■ PROBLEM DETAILS ■
Everything from the line that contains "Each instance receives one keypoint. Mark the brick wall" through the last line of the listing must be copied exactly, with both of those lines included and no others.

╭──

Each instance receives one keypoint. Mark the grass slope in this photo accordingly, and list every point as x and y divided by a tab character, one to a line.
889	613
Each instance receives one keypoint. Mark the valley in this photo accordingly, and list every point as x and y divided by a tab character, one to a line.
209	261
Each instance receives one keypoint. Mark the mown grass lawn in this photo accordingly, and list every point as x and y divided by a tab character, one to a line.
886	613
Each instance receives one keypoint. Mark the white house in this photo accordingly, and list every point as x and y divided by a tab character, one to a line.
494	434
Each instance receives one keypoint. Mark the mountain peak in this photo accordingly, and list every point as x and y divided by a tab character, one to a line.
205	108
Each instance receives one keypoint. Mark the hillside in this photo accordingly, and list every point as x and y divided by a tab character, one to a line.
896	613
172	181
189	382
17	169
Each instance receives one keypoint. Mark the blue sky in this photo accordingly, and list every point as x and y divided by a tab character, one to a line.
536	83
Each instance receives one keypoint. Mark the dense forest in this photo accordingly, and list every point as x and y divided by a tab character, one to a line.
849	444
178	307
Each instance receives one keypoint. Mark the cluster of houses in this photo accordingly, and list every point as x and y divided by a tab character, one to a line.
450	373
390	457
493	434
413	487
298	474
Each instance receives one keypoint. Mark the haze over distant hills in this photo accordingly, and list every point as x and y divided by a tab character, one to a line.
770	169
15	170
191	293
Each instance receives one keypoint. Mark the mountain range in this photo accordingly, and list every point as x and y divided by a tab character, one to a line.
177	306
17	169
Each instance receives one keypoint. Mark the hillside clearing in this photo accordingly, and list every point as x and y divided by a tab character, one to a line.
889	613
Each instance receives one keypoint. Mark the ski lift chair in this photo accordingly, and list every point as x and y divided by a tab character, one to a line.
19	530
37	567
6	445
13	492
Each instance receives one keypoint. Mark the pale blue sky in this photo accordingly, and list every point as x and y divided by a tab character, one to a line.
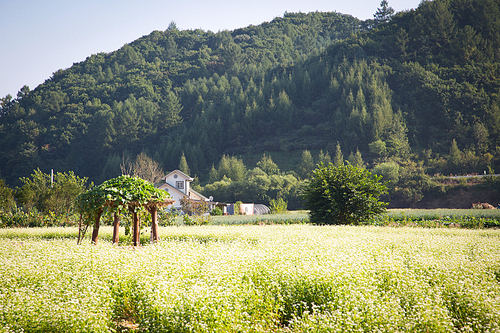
40	37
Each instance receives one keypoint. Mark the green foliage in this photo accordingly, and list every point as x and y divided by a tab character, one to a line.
343	194
388	170
390	88
306	164
249	278
278	206
55	196
6	197
216	211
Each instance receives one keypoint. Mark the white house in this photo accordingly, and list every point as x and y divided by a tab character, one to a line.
178	185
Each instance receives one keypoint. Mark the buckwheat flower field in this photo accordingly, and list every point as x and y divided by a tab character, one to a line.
295	278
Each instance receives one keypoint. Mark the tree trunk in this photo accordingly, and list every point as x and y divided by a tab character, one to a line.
95	232
116	228
136	237
154	223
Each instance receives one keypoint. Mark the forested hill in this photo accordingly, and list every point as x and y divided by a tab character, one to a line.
402	88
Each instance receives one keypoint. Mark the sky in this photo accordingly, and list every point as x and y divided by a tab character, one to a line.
39	37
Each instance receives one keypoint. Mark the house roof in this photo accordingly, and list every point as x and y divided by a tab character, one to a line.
178	172
170	188
199	194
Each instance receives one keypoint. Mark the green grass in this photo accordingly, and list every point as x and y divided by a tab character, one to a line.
253	278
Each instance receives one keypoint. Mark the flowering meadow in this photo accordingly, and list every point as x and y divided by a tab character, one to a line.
253	278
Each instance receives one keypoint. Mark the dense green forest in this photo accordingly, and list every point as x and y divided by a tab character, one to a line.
409	95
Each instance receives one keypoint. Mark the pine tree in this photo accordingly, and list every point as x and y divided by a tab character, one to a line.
338	159
383	13
356	159
183	166
324	158
306	164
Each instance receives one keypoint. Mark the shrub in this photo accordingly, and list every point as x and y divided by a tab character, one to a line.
278	206
343	194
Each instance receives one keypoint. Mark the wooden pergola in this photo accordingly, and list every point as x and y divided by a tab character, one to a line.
120	194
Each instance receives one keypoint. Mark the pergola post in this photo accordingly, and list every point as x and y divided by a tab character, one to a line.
95	231
154	222
136	236
116	228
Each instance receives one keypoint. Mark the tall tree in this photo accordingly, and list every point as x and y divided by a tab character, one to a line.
183	166
383	13
338	159
306	164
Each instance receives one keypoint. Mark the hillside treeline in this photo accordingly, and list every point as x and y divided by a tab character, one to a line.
418	89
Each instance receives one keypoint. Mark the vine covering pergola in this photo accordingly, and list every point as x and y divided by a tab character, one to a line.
117	195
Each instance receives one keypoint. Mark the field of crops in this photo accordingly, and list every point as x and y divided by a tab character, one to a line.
267	278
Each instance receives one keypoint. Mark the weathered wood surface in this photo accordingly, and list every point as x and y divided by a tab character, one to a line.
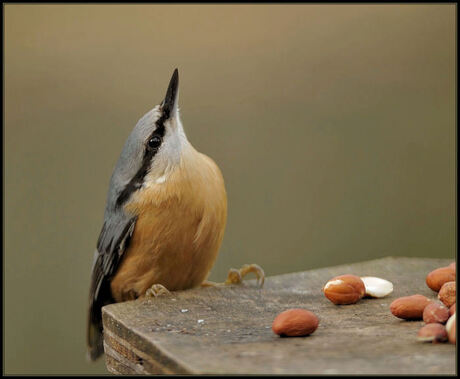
165	334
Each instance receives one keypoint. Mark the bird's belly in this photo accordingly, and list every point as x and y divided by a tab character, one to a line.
176	249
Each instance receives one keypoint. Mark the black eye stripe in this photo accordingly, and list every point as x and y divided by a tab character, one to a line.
149	153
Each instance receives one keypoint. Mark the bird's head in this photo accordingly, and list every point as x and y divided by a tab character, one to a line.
154	148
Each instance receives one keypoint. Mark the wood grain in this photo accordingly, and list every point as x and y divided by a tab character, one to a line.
228	330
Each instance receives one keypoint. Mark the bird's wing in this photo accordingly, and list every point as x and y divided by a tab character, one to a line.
112	243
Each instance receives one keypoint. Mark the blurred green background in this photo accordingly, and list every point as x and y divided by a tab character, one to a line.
334	127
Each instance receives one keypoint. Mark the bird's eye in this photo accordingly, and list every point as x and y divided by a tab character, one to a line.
154	142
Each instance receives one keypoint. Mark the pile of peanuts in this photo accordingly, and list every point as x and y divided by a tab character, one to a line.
434	313
349	289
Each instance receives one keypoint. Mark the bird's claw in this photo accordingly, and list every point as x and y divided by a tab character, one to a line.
157	290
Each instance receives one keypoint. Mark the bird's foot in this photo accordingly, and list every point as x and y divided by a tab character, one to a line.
157	290
236	276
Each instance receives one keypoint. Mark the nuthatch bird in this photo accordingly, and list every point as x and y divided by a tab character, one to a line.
164	219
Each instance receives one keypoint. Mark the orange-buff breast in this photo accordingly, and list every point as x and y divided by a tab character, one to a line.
179	229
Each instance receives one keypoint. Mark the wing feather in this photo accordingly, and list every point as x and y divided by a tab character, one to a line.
112	243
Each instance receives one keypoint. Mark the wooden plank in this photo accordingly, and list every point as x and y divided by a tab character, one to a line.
228	330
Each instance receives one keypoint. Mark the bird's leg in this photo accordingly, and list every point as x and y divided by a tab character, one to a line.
157	290
236	276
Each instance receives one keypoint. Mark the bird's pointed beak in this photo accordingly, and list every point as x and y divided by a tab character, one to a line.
170	102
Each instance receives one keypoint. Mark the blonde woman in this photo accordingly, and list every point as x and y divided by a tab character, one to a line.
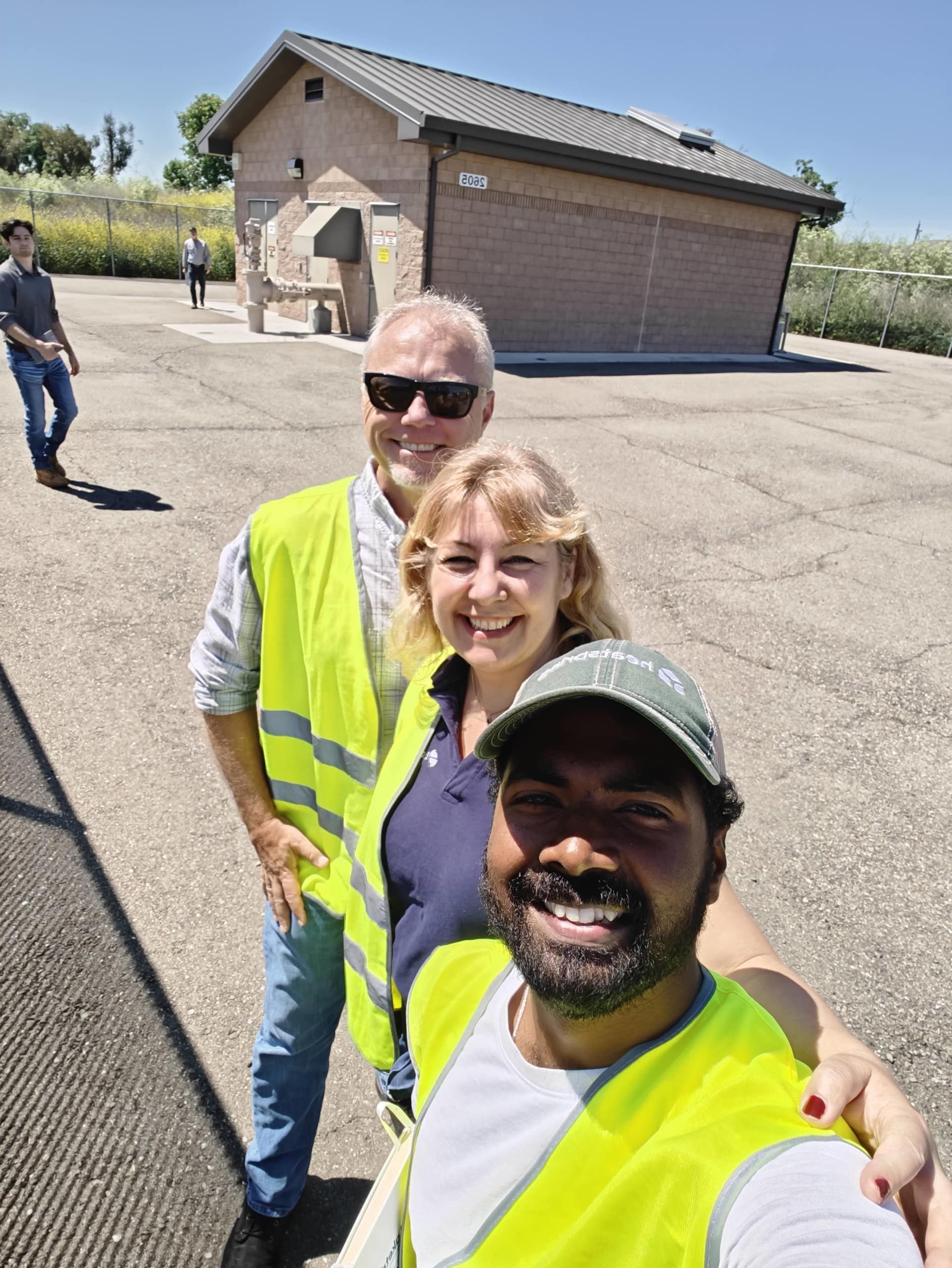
500	575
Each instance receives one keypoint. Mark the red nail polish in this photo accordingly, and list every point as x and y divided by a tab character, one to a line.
815	1108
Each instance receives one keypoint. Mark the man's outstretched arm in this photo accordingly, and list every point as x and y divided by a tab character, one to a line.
238	748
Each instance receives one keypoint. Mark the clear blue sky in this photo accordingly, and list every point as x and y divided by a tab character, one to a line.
860	87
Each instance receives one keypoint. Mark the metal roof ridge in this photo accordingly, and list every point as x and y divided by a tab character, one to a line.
474	79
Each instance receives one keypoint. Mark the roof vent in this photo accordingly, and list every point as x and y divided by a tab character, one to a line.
693	137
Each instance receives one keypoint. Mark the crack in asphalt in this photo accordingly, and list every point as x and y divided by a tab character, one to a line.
917	656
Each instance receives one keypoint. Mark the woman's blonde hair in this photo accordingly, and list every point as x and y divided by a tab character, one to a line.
533	503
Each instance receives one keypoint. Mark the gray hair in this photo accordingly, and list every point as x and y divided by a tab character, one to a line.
463	317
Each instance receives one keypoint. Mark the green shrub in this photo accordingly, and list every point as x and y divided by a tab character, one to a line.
922	317
144	236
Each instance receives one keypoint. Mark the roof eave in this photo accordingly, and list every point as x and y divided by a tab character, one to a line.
553	154
291	50
273	71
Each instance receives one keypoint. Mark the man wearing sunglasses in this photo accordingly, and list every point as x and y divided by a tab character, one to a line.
300	703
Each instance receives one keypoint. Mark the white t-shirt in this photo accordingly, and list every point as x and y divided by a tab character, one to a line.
495	1116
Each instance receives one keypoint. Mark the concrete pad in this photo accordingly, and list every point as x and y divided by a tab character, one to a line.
275	325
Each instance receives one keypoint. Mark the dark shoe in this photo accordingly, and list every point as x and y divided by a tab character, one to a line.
45	476
255	1242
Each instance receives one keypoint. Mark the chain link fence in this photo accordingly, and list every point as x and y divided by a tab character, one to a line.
123	238
884	307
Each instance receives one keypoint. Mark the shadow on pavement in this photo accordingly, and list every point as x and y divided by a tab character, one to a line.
786	363
104	499
117	1151
322	1219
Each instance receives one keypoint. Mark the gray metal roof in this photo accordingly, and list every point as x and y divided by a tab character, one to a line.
439	106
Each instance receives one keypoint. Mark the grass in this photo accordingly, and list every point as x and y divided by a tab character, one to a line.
922	316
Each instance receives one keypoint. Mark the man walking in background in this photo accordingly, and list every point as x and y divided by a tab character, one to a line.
297	627
196	264
35	338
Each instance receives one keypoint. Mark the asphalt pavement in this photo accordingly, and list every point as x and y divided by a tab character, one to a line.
783	530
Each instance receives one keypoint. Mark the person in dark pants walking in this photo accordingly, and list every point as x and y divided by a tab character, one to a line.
35	338
197	264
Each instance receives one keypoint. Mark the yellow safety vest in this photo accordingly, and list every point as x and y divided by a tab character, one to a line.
318	710
368	935
647	1171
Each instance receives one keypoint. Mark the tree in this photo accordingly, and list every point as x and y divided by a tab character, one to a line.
13	127
806	173
197	170
118	141
56	151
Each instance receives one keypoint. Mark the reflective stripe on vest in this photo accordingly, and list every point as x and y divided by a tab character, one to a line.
637	1174
320	718
372	996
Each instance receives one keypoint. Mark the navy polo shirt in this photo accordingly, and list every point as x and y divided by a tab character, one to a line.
435	840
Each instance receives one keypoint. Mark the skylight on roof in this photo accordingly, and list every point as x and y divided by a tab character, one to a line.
693	137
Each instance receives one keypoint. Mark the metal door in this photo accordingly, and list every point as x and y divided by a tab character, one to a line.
265	210
385	226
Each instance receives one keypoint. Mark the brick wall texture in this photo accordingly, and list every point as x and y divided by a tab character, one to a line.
559	261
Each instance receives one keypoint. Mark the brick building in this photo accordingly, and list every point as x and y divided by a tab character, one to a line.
577	230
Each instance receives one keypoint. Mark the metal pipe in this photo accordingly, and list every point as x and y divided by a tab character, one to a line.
892	305
784	289
829	301
884	273
112	198
109	232
431	213
33	221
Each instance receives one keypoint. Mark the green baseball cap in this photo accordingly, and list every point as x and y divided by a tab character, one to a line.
632	675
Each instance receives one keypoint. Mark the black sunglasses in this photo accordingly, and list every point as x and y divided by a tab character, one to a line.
395	393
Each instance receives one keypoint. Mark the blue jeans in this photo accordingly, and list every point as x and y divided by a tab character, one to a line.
32	377
303	1004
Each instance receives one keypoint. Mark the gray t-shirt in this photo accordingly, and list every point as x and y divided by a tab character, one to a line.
27	298
495	1116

╰──

■ THE REPLY ■
Each instance receives one keypoint. Mark the brick wall texture in this photo accordingly, and list every point as x and y divided by a tab character, one to a line.
559	261
Each instance receives one keypoint. Mark the brick building in this photo accordingly, and list every point as x and y divided by a tab character, one to a line.
577	230
Each instance receives one keypoint. Mark the metal pipe in this photo accordingly, and list every point as x and y divided by a tab character, one to a line.
892	305
784	289
829	301
884	273
112	198
109	232
431	213
33	221
Each instance receives one keypoint. Mark the green baseball cap in this photo accordingly, and list every point as x and y divided by a tab character, one to a line.
632	675
Each instance receives one keypoint. Mark the black sunglasses in this photo accordingly, and list every point as x and y divided by a tab character, one to a line.
395	393
Each instance receives one keypoint. Mark the blue jeans in this photo accordingly, and list every point as x and y divided by a tab character, one to a line.
32	377
303	1004
Each instance receives one keypoint. Mark the gray t-shirt in this photo accordingly, and list every point as x and y divided by a tab character, one to a line.
27	298
495	1116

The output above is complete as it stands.